INSTRUCTIONS:
1: In the article about revenge and starting a small business, what share of small businesses does it say fail within the first five years?
2: From the article about revenge and starting a small business, set down the part that opens with the words containing "Is your desire" and closes with "a small business.".
3: Continue the article about revenge and starting a small business from the point where it stops.
Start of PROVIDED TEXT
Got fired or demoted?
Want to unleash a little small business startup
revenge?
Before you make plans to become an entrepreneur,
think about your career motives.
Is your desire
to start a small business clouded by payback and
vengeance?
I’ve even been passed over for promotion, by people
who were less qualified and competent than I.
So I can relate to the real human feelings of
revenge and bitterness that can rise out of the
depths of a career disappointment. But the
discontent alone does not give you an excuse to
retaliate by starting a small business.
Because the
knife you are wielding to stab your old
company or boss in the back could be the fatal blow
to your own small business dream, before it even
starts.
Revenge will
destroy your small business startup dream
Considering that 50% of small businesses fail within
the first five years,
who can realistically maintain resentment and
animosity for half of a decade? To create a
new business venture using a negative emotion as the
impetus for a long-term dream is difficult to
sustain and hazardous to the health of your
business.
There are enough barriers, set-backs and obstacles
waiting for you as a new entrepreneur. You need a
positive attitude and high levels of emotional
intelligence to help you thwart the unforeseen
adversity waiting to greet you as a business owner.
It’s impossible to plant corn in concrete, and
expect a bountiful harvest
As an entrepreneur, your small business is a seed
that has to be continuously nurtured, watered and
cultivated. Planting this seed in a negative
environment filled with anger and retribution can
doom your precious startup in the early stages of
its genesis.
The purity of an entrepreneur’s idea to
solve real problems and make other people’s lives
better, easier or happier can’t survive when it is
planted in a stone cold, hostile and bitter
environment filled with revenge.
Don’t fool yourself; anger is hard to conceal
Your customers and employees can feel the revenge,
brewing underneath the shiny and brightly colored
surface of your entrepreneurial veneer. Jerry
Seinfeld’s infamous NBC
Soup Nazi
episode contains the perfect negative, small
business archetype for any overbearing,
revenge-filled entrepreneur who thinks that
customers can’t feel your bitterness and anger.
To prevent the toxic emotion of revenge from
traveling from person to person and damaging your
small business startup, use these 4
revenge-busting strategies to “relax, relate and
release”:
1)
After a major disappointment at work, give
yourself six months of recuperation and reflection
before you start your business.
Take a vacation. Rest and relax. You are not ready
to start a new revenue-generating idea. Give
yourself time to heal and regroup. You deserve it.
End of PROVIDED TEXT
Start of PROVIDED MATERIAL
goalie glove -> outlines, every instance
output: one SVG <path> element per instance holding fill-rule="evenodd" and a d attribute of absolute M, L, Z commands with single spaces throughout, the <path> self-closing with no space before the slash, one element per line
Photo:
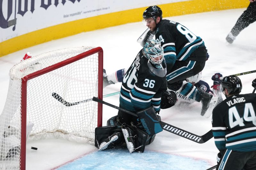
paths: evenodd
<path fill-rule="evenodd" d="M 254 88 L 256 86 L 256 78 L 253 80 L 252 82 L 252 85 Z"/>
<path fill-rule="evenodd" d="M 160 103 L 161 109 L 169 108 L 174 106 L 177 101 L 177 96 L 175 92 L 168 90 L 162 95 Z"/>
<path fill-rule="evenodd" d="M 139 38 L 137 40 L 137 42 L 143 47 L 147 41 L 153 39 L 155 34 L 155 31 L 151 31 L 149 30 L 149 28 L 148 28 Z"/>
End of PROVIDED MATERIAL
Start of PROVIDED MATERIAL
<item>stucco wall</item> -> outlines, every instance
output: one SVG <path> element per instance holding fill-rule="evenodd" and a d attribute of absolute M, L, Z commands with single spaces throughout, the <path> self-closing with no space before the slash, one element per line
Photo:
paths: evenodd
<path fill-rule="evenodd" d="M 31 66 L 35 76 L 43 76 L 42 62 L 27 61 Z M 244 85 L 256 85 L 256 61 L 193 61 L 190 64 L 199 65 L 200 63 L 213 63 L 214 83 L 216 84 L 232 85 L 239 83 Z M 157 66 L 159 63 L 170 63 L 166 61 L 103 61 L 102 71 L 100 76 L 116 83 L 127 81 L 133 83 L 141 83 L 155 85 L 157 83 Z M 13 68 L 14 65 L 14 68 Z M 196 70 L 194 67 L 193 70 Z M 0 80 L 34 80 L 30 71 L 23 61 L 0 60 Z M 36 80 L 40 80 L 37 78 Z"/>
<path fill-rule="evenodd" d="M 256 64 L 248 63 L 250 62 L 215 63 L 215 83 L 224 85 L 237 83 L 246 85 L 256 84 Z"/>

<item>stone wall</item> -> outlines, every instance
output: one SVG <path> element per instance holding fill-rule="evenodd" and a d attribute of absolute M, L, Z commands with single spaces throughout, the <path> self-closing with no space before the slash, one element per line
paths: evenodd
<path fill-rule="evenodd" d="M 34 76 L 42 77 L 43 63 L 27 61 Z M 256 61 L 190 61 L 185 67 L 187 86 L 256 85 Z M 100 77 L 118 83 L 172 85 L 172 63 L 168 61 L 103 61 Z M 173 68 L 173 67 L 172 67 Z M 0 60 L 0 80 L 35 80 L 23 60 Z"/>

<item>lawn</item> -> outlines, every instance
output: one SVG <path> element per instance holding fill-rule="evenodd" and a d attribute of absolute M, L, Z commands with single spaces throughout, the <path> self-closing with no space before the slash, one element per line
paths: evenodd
End of PROVIDED MATERIAL
RESPONSES IN ORDER:
1: 50%

2:
Is your desire
to start a small business clouded by payback and
vengeance?
I’ve even been passed over for promotion, by people
who were less qualified and competent than I.
So I can relate to the real human feelings of
revenge and bitterness that can rise out of the
depths of a career disappointment. But the
discontent alone does not give you an excuse to
retaliate by starting a small business.

3:
Every new idea or venture that I started without
first healing myself mentally and emotionally from a
loss or setback, ALWAYS failed.
2)
Write a twenty page business plan.
It will reveal your motives, better than any
career counselor ever would. I believe in the
power of a well-written and researched idea. Every
detail of your small business startup from sales to
marketing and operations and funding, must come from
you.
It’s hard to stay bitter, when you are willing
to spend hours upon hours pulling statistics and
working your dream from the ground up. (But you must
write this plan yourself. Do not hire a writer to
complete this exercise. The writer can revise and
consult, but must not create the first draft.)
3)
Let go of your anger quickly, so you can
attract a wealthy investor.
Very few investors will give money to someone who is
perceived as an angry jerk, even if you are a
genius. I believe in bootstrapping, but a
revolutionary idea needs money, and lots of it. So
if your attitude stinks, because you are whining and
complaining about the past, kiss any thoughts of
money from angel investors and venture capitalists
goodbye.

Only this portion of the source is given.